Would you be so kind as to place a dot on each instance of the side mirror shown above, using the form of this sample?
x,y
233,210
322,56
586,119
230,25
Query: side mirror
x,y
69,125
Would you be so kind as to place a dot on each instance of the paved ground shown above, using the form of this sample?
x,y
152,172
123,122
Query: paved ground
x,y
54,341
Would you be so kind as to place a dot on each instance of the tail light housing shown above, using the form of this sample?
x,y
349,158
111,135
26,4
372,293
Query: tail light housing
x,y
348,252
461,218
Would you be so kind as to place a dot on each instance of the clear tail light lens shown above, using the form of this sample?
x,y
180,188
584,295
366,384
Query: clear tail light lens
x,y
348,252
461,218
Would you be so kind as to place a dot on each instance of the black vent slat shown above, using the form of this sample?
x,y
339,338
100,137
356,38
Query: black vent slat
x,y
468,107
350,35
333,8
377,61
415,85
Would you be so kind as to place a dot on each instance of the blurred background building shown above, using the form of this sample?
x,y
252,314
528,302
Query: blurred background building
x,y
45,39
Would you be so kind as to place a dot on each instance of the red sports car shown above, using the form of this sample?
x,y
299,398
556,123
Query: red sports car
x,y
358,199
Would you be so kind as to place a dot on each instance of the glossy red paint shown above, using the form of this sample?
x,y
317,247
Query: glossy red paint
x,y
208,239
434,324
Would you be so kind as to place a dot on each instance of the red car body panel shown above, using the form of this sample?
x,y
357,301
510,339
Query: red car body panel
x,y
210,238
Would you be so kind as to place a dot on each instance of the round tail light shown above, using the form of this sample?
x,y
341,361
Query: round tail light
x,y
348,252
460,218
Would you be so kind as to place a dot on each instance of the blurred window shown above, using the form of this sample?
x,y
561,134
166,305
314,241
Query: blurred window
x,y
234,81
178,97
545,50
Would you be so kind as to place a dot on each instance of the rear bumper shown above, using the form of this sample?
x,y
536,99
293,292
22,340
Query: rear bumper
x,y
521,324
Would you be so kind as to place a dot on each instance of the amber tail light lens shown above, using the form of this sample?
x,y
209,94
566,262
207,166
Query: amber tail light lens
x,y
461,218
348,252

Problem description: Return, word for word, the stretch from the line containing "the red sports" through the end of the material.

Result for this task:
Would you be so kind as to place a dot on each instance of the red sports car shown above, using the form of this sample?
x,y
299,398
556,123
Query: red sports car
x,y
358,199
Would you be so kind as to place a dot on each instance of the glossy red paint shown above, using the form of this sample?
x,y
317,247
Query: glossy red paint
x,y
208,239
434,324
Would you be so kind as to place a dot on each instance of the red car body panel shown above, using the form of this sample?
x,y
357,301
510,339
Query: red car body panel
x,y
210,238
Would you be so kind as to place a dot on each instance of the round tail light shown above, using the form of this sample?
x,y
341,361
Query: round tail light
x,y
348,252
460,218
Would you be so kind as to place a dot on each instance of the blurred window shown above, using the form of this sample?
x,y
561,134
166,305
314,241
Query: blurred window
x,y
234,81
178,97
545,50
Would you be so kind as to place a dot on each instance of the rear bumper shown above, using the form of this sample?
x,y
536,99
293,292
22,340
Query: rear bumper
x,y
521,324
Would you be so kind as to place a dot on each instance of the amber tail light lens shown above, using the form of this sample?
x,y
209,94
566,262
207,166
Query: amber tail light lens
x,y
461,218
348,252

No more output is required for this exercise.